North Staffordshire Combined Healthcare NHS Trust
Autographer + Flo: A Memory Support Intervention Improving the Quality of Lives for People with Mild Cognitive Impairment (MCI) or Mild to Moderate Dementia
Case Study
North Staffordshire Combined Healthcare NHS Trust provides mental health, addictions, children’s services and learning disability services predominantly to people living within Stoke-on-Trent.
Lisa Sharrock (Mental Health and Vascular Wellbeing Team Manager) and Sue Molesworth (Research Associate) from the Trust has led the way in pioneering a quality of life improvement for patients diagnosed with mild cognitive impairment or mild dementia by supporting the management of memory problems associated with these conditions.
Maximizing Florence’s unique persona based messaging, patients report that the real time interactions offer in the moment, actionable advice.
Terry comments: “With the messages, I’d read them and sit back and think about them and it would make perfect sense so I’d follow down that path to do whatever the message was”
This combination enhances patients’ current strategies to support their memory function and patients report the confidence, independence and reduction in isolation that this has created throughout daily lives.
Annette comments: “It stops you from feeling isolated. Everyone in your household hasn’t got this problem so you don’t really fit in and it helps you to realize that you’re not on your own”
The enhancement is collaboration between Florence and “Autographer” a wearable camera. Flo’s interactions combined with Autographer offer a two-pronged approach to supporting issues created with poor memory. Autographer is a wearable camera that automatically takes ‘natural’, un-posed photos.
The therapeutic value of Autographer as an external memory aid is already recognized. Once switched on, the Autographer automatically takes a sequence of images for its wearer. Reviewing the sequence of images at least three times per week seems to provide a powerful autographical cue to the wearer thus may aid autobiographical memory1
Florence assists with the aim of scaffolding and supporting short term working memory via (a) memory improvement informational messages and (b) message prompts to patients to regularly wear their Autographer.

* _Aim of the exercise_:
Answer these questions from the case study above.
1. Which kinds of services does North Staffordshire Combined Healthcare NHS Trust provide?
2. How often should the wearer review the Autographer's sequence of images to get a powerful cue?
3. What two kinds of messages does Florence send to support short-term working memory?

* _Input data_:
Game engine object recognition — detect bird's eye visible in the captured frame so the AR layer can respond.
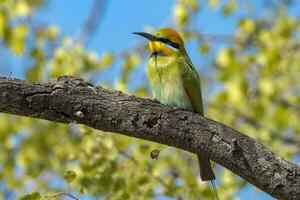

* _Exercise output_:
1. Mental health, addictions, children's services and learning disability services.
2. At least three times per week.
3. (a) Memory improvement informational messages and (b) prompts to regularly wear the Autographer.